* BEGIN EXCERPTED DATA *

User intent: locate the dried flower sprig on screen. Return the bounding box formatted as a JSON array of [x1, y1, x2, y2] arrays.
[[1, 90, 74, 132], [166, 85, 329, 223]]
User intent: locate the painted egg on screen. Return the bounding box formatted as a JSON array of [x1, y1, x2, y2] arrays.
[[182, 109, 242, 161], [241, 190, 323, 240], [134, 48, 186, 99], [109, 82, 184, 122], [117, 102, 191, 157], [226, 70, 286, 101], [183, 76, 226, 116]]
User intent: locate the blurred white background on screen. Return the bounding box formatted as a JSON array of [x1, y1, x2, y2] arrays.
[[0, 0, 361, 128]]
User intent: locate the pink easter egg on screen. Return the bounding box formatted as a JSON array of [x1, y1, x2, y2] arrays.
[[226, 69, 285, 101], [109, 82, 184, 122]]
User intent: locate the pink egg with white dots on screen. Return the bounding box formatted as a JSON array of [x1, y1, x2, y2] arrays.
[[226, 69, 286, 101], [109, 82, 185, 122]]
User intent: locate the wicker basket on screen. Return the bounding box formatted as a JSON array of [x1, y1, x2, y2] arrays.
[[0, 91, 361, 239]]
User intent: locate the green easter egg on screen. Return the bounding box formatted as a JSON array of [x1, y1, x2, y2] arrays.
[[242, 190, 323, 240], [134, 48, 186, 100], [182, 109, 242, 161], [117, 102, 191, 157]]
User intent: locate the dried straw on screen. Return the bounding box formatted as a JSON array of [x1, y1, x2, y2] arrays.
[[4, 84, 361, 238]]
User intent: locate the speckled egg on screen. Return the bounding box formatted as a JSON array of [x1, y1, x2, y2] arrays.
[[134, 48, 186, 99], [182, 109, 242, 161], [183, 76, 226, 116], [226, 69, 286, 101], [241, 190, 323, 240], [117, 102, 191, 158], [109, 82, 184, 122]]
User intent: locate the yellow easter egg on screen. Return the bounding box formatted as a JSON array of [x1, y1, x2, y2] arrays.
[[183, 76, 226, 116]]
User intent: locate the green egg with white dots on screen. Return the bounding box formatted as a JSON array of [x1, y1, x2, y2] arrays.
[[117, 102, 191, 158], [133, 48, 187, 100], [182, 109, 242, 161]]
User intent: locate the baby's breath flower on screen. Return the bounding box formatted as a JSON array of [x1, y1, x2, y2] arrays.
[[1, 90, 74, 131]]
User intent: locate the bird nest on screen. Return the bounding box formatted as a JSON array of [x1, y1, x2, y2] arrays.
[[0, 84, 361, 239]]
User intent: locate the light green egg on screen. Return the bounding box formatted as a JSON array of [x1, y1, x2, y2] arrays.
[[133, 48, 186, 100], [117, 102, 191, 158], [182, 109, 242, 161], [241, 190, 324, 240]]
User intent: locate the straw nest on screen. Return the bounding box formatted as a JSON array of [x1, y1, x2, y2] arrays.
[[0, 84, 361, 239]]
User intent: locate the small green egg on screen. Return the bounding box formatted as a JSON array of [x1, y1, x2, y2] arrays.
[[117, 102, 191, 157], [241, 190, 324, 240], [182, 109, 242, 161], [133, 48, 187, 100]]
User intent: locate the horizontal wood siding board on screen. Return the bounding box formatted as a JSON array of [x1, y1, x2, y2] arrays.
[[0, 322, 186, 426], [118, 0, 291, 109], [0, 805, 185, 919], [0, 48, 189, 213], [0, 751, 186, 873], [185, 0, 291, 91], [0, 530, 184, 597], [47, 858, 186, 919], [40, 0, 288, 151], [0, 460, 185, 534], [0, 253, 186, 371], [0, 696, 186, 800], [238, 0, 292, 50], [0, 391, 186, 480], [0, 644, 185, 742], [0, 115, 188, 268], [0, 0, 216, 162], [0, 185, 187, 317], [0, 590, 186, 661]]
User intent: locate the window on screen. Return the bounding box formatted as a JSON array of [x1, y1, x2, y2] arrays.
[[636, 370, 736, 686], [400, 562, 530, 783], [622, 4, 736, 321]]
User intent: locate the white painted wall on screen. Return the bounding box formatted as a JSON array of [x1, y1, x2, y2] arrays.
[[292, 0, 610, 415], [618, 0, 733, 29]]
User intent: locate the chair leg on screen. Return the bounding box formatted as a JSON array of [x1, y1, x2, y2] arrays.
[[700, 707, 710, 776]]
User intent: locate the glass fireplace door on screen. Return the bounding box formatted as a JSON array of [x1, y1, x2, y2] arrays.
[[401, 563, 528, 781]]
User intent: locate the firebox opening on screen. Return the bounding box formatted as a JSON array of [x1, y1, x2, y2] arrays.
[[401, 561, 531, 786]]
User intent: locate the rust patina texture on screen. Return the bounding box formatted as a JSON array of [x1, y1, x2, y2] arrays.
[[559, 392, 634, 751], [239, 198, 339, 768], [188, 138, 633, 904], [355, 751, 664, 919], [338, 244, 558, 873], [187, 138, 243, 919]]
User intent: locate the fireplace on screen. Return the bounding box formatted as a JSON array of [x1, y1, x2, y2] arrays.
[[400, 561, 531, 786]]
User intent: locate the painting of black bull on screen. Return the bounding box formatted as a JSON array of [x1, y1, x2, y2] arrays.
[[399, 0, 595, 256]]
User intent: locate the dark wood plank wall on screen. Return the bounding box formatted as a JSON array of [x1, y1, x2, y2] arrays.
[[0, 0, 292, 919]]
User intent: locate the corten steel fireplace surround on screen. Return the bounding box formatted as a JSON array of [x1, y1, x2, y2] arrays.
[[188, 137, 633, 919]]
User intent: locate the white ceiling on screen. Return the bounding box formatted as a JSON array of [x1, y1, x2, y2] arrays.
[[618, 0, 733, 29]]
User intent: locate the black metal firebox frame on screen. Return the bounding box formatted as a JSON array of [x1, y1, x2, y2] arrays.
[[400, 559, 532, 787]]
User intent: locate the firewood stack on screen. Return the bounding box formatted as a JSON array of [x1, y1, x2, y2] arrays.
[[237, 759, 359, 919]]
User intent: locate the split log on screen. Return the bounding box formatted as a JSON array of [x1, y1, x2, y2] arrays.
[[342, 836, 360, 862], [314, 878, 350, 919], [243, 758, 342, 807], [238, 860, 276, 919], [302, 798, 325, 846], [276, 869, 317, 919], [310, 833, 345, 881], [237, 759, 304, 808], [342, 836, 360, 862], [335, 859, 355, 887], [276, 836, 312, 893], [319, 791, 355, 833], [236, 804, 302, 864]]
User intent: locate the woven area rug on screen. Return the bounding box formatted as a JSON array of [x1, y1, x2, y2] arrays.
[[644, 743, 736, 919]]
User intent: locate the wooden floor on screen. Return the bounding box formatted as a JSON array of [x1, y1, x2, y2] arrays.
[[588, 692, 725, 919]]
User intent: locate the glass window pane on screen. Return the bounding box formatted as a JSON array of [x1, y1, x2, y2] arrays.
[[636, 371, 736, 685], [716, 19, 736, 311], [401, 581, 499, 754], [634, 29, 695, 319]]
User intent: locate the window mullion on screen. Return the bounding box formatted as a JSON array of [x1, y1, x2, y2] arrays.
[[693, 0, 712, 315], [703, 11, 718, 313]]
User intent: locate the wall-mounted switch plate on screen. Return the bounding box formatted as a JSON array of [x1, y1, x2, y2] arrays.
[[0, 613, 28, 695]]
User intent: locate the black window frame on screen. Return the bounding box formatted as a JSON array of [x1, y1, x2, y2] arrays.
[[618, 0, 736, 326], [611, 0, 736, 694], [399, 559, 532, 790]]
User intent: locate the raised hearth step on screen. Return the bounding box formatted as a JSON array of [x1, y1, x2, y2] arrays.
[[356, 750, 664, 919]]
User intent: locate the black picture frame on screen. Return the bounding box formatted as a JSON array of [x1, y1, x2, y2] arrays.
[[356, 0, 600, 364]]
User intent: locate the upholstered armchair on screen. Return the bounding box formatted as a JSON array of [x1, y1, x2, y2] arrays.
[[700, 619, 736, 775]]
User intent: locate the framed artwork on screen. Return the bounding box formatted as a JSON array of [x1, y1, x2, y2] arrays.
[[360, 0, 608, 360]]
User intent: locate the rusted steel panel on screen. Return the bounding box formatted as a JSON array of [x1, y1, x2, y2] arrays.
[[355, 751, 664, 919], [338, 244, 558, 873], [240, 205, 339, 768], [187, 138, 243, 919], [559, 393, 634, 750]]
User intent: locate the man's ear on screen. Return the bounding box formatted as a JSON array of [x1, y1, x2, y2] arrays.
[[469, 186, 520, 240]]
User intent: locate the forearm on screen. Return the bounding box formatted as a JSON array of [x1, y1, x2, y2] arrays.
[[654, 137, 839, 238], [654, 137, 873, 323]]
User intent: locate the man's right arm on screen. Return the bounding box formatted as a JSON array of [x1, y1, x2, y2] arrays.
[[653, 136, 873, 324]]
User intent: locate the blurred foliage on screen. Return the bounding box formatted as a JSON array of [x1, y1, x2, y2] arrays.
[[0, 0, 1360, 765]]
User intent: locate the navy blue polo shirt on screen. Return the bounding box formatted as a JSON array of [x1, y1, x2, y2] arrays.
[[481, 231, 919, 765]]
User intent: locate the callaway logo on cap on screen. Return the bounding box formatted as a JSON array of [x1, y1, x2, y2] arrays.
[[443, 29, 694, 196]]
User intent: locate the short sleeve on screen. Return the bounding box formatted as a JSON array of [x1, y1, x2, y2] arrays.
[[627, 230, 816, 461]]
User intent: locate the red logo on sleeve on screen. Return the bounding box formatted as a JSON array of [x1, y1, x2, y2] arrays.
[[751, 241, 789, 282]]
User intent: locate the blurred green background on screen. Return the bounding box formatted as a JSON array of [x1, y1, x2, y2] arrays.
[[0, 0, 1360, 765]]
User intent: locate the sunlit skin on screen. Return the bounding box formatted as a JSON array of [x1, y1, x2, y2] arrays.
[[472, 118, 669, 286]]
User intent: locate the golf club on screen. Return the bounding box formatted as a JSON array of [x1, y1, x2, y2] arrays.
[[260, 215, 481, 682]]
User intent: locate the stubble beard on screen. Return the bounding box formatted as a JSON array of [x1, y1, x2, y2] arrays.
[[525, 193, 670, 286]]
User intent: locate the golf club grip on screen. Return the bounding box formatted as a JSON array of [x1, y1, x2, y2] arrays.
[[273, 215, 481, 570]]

* END EXCERPTED DATA *

Reproduce word for word the lines of the material that begin at the line containing "User intent: locate the golf club on" and continue through the end of the material, including both the first and the last line.

User intent: locate the golf club on screen. Return the bounding box formatted as a JSON array of [x1, y1, x2, y2] arrays.
[[260, 215, 481, 682]]
User intent: locate the stubble beard on screen. Return the bounding box formatted as a JSON array of [x1, y1, x2, y2] arrays.
[[525, 193, 670, 286]]
User intent: locate the golf club grip on screen. Return the bounding box formatted as a JSON array of [x1, y1, x2, y2] arrays.
[[273, 215, 481, 570]]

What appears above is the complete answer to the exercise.